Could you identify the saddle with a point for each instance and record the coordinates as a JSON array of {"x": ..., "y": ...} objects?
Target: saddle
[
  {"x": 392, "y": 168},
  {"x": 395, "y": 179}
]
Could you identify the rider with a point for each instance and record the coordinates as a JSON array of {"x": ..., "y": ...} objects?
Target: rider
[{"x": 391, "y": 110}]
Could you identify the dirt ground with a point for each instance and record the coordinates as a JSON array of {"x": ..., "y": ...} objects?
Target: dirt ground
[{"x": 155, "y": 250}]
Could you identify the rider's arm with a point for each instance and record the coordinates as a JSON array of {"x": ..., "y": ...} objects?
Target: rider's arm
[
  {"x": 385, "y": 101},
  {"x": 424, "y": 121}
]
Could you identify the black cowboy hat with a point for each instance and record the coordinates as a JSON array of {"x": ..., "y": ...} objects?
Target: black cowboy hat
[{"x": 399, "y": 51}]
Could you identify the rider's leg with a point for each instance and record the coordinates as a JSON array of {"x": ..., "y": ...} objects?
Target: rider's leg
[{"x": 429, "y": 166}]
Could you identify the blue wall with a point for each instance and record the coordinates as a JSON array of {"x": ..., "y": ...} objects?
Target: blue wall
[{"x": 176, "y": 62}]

Activity → Your answer must consist solely of the lines above between the line holding "Target: black cowboy hat" and the line holding "Could you identify the blue", inclusive, copied exactly.

Answer for this exercise →
Target: black cowboy hat
[{"x": 399, "y": 51}]
Could you identify the rider's leg with a point for each instance and record the coordinates as a JSON array of {"x": ..., "y": ...} objects?
Target: rider's leg
[{"x": 429, "y": 166}]
Could you identify the blue wall with a point for each instance and record the coordinates as a JSON array of {"x": ..., "y": ...} objects?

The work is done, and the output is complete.